## [Supplied material]
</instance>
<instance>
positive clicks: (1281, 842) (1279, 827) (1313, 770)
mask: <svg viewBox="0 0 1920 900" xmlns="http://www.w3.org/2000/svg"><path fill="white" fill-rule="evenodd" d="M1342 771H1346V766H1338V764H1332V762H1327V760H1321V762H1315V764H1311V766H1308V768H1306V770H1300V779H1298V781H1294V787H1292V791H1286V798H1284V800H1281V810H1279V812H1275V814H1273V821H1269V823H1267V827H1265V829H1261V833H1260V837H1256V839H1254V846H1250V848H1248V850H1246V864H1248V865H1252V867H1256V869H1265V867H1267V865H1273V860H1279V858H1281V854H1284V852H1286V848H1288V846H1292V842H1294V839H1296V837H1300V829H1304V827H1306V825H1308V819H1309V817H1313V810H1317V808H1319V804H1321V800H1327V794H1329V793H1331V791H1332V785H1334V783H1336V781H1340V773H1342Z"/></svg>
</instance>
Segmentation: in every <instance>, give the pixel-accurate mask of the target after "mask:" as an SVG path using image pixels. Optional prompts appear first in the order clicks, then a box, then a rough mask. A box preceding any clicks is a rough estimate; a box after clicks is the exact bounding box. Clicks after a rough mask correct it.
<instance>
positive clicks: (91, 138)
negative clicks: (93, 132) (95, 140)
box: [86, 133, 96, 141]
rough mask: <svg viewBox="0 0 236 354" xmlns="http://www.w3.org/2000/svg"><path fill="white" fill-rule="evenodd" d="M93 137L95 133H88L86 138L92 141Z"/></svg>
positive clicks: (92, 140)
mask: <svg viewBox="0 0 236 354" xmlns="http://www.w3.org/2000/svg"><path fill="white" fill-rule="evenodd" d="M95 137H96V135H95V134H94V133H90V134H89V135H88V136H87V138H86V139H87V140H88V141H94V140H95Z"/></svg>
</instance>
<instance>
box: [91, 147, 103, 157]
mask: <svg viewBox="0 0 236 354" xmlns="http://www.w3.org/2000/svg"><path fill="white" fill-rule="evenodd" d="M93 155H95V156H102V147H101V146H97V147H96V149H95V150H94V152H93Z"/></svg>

## [The problem]
What lines in the listing include the string "rough"? Copy them out.

## [Answer section]
Segmentation: in every <instance>, give the pixel-accurate mask of the target after "mask:" as an SVG path using image pixels. Optional prompts appear first in the order clicks, then a box, then a rough mask. A box preceding any clicks is a rough estimate; a box after clicks is the exact bounding box. Clicks after a rough mask correct it.
rough mask: <svg viewBox="0 0 236 354" xmlns="http://www.w3.org/2000/svg"><path fill="white" fill-rule="evenodd" d="M93 137L95 133H88L86 138L92 141Z"/></svg>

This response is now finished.